[Records drawn from a dataset]
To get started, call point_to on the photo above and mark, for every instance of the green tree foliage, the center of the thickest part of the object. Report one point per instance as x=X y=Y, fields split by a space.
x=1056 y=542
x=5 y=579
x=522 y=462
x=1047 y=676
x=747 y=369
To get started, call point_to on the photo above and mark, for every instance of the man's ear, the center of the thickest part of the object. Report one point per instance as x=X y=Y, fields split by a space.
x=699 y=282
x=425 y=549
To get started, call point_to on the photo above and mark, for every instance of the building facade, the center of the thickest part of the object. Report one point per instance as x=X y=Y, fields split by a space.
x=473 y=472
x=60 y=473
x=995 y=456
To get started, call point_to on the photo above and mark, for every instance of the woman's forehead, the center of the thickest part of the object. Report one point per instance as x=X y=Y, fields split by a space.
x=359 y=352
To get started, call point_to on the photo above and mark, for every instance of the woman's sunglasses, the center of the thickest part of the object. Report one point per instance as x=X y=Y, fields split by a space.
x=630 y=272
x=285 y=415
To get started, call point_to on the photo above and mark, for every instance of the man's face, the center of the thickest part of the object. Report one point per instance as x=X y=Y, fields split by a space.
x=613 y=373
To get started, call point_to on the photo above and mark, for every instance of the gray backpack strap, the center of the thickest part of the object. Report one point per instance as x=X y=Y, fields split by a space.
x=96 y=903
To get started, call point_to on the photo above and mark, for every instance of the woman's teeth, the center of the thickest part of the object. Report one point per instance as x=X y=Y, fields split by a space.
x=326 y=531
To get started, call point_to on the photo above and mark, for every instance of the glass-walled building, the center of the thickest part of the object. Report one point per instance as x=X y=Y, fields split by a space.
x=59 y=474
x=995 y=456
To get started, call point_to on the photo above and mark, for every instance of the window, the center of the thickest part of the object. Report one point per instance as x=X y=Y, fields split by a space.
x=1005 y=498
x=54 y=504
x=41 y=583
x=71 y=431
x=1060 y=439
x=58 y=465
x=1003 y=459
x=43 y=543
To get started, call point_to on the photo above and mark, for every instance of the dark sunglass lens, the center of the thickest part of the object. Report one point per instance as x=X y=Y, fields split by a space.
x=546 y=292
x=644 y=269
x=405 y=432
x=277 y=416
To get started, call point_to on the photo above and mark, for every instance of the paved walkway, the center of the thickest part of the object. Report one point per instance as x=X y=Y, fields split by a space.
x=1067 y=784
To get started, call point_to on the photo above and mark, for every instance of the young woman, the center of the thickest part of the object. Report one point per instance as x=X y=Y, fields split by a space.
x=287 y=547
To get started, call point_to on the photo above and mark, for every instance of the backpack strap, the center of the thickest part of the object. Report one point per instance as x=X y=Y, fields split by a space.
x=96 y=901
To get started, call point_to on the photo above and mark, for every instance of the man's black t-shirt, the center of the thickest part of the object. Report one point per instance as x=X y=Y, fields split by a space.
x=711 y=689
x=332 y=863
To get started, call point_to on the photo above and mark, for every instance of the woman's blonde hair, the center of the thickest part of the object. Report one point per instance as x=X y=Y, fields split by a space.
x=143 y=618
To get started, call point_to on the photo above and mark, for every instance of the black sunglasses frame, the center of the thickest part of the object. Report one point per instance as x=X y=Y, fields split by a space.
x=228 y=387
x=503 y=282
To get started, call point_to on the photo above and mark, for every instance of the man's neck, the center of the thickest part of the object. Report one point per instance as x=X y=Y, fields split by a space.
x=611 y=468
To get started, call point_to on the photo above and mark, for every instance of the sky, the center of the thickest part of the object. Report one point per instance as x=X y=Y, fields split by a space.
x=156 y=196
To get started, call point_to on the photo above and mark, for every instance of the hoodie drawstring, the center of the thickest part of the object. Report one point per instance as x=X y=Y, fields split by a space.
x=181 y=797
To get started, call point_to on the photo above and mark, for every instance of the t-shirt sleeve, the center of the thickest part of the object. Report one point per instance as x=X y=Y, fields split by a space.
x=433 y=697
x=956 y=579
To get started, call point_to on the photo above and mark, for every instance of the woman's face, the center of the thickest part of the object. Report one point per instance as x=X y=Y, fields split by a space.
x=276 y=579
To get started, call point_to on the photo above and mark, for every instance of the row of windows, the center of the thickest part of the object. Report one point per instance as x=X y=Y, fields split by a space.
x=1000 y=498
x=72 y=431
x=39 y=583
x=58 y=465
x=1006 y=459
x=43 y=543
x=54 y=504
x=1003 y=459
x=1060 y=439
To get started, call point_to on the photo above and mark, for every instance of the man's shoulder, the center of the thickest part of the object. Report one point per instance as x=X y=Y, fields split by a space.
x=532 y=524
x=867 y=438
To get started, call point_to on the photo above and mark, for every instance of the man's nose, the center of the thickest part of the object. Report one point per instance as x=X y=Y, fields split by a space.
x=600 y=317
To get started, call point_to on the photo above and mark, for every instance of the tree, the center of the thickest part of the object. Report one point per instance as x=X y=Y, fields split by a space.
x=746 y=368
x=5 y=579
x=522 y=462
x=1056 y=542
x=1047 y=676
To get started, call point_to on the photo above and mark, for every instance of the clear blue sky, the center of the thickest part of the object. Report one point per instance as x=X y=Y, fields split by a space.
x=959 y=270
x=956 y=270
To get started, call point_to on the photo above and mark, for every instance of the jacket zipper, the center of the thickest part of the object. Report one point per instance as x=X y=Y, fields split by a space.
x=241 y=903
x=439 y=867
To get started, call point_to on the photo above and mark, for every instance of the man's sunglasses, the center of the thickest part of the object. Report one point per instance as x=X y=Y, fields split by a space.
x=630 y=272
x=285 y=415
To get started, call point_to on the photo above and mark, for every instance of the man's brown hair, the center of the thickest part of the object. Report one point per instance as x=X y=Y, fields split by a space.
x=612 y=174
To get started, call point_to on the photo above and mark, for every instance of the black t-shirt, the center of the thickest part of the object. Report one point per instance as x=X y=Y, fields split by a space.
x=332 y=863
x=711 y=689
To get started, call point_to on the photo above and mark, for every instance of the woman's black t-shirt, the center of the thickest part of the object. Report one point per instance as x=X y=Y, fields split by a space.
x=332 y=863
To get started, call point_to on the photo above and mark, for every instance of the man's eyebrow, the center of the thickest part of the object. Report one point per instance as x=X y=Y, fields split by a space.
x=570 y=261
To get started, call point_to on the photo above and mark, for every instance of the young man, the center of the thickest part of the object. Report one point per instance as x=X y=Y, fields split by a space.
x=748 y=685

Work request –
Please output the records shown above, with every character intact.

Solution to this exercise –
To get started, call point_to on the photo above and mark, for every instance of the green tree foliage, the center of the thickest part of the object. Report one point per instance as x=X y=Y, fields split by a space.
x=1056 y=542
x=5 y=579
x=522 y=462
x=1047 y=676
x=747 y=369
To get started, call point_to on the photo above and mark, for every instance of the man's ear, the center of the thickest part of the object. Report one point per instance as x=X y=Y, fields split by a space.
x=699 y=282
x=425 y=549
To get started, call point_to on the photo above and mark, for every instance of the building facade, the center of the thickest part of the object. Report one point per instance as x=X y=Y, fields split by a space.
x=473 y=472
x=60 y=473
x=995 y=456
To get started, call point_to on the photo above and mark, for every instance of the woman's forehead, the center of the thickest part of the object. Report one point per instance as x=X y=Y, fields split by a space.
x=359 y=352
To get started, call point_to on the photo above and mark, for every instance of the woman's sunglasses, the center of the thickest part of the object. Report one point per instance as x=X y=Y, fields split by a space.
x=630 y=272
x=285 y=415
To get started, call point_to on the photo above and mark, for every instance of the man's face, the center of the thickest part of the object. Report one point per instance as x=X y=Y, fields split by a space.
x=613 y=373
To get started, call point_to on the photo above and mark, for every instance of the gray backpack strap, the center of the thickest part of the object. Report one point per instance as x=X y=Y, fields split by a space.
x=96 y=903
To get started, call point_to on the photo above and mark, for every instance of the woman's teeth, the center of the thickest part of the object. Report one point per instance as x=X y=Y, fields split by a space.
x=326 y=531
To get started, call point_to on the photo above and mark, for every instance of the glass-walled building, the center of the thickest part of the object. Report one point per instance as x=X y=Y, fields split by a space.
x=59 y=474
x=995 y=456
To get started, call point_to on the photo above and mark, for every instance of the window, the center of the thickest part of the object. Report one point per instance as x=X y=Y, fields split by a space.
x=1005 y=498
x=54 y=504
x=41 y=583
x=71 y=431
x=1060 y=439
x=58 y=465
x=1003 y=459
x=43 y=543
To get started, call point_to on the photo above and mark, for every instance of the dark sunglass lens, the center of the thickest part of the object. Report one point per instance as x=X y=Y, fields split by a space.
x=546 y=292
x=644 y=269
x=405 y=432
x=277 y=416
To get started, call point_to on the photo above and mark, for every instance of the paved walkway, the center of the thickest part of the object. Report one point per instance as x=X y=Y, fields split by a space.
x=1067 y=784
To get started, call point_to on the photo above and mark, for every instance of the young woman, the center of the thickest part of the object. Report one point per instance as x=X y=Y, fields split by a space.
x=287 y=547
To get started, call point_to on the photo above and mark, for every instance of the backpack strap, the center of the thickest part of the object. Report one point per instance as x=X y=Y, fields split by a space.
x=96 y=901
To get started, call point_to on the photo above and mark, for every instance of the man's black t-shirt, the center of the thickest part of the object. Report one point per instance as x=X y=Y, fields split by a space.
x=711 y=689
x=332 y=863
To get started, call point_to on the photo above and mark, for every instance of the woman's blonde hair, the center of the thickest part of the object. Report one point per instance as x=X y=Y, fields split by a space.
x=143 y=618
To get started, call point_to on the photo above and mark, for every instance of the black sunglasses frame, the center of the thickest part of the object. Report one point per instance as x=X y=Y, fields split by a space.
x=228 y=387
x=503 y=282
To get started, call point_to on the photo above and mark, for every instance of the man's neck, the center of the thickest part of the object. Report one point per instance as x=X y=Y, fields split by a space.
x=611 y=468
To get started, call point_to on the photo above and mark, for every instance of the sky, the center of the thickest part of the object. Report one point per instance as x=X y=Y, fields split by a space.
x=156 y=196
To get started, call point_to on the photo above and mark, for every instance of the hoodie drawstring, the center of the thickest part of the object. Report one point per instance as x=X y=Y, fields split by a space.
x=181 y=797
To get started, call point_to on the photo above and mark, for every instance of the t-shirt sleeve, the center of the thickest part of the object. Report one point per instance as x=X y=Y, fields split by a space.
x=433 y=697
x=956 y=579
To get started, call point_to on the photo above and mark, for every instance of the woman's face, the center of the thickest part of the object. Report one point per instance as x=X y=Y, fields split by a space.
x=276 y=579
To get started, call point_to on the photo above and mark, for every instance of the row of windows, the center of the thickest part of the object. Report one point per instance as x=X y=Y, fields split by a space.
x=1000 y=498
x=72 y=431
x=39 y=583
x=58 y=465
x=1006 y=459
x=43 y=543
x=54 y=504
x=1003 y=459
x=1060 y=439
To get started, call point_to on the photo above and mark, for every instance of the man's shoulder, the center of the thickest part of the object. Report one point per instance as x=X y=Y, fields split by a space.
x=532 y=524
x=867 y=438
To get started, call point_to on the photo above and mark, for every instance of the man's nose, the center of the thickest part of the object. Report one point per instance as x=X y=Y, fields split by a space.
x=600 y=317
To get started, call point_to on the photo above and mark, for every instance of the tree, the center of the thickest part of the object. Report one point per instance as x=X y=Y, fields split by a space.
x=746 y=368
x=5 y=579
x=522 y=462
x=1056 y=542
x=1047 y=676
To get started, call point_to on the photo above and mark, for every instance of the clear blue sky, the center of the thickest part of the object. Report one point per instance as x=X y=Y, fields split by a space.
x=959 y=270
x=956 y=270
To get started, call point_to on the photo above and mark, for every instance of the jacket zipper, the center of the thickest part of the object. Report one point per instance as x=X y=Y, fields split by a space.
x=241 y=903
x=439 y=867
To get started, call point_to on the photo above and mark, for every instance of the man's sunglasses, the center of the thickest part of the object. Report one point per instance as x=X y=Y, fields split by a space.
x=630 y=272
x=285 y=415
To get started, call point_to on the photo above and mark, for every instance of the man's brown hair, the center of the thickest part of the object. Report one point per instance as x=X y=Y, fields split by a space.
x=612 y=174
To get started, call point_to on the photo above and mark, for every instance of the black t-shirt, the center of the thickest part of the object. Report one point per instance as x=X y=Y, fields split by a space.
x=332 y=863
x=711 y=689
To get started, call point_to on the photo above and mark, for every instance of the woman's black t-shirt, the center of the thickest part of the object. Report one point per instance as x=X y=Y, fields split by a space.
x=332 y=863
To get started, call point_to on the photo above and mark, for every instance of the man's eyebrow, the center of the thickest part of the object. Report one point per instance as x=X y=Y, fields split by a space.
x=570 y=261
To get started, call point_to on the photo above and mark, for every instance of the young man, the center of the thickest part of the object. Report one point per instance as x=X y=Y, fields split by a space.
x=748 y=685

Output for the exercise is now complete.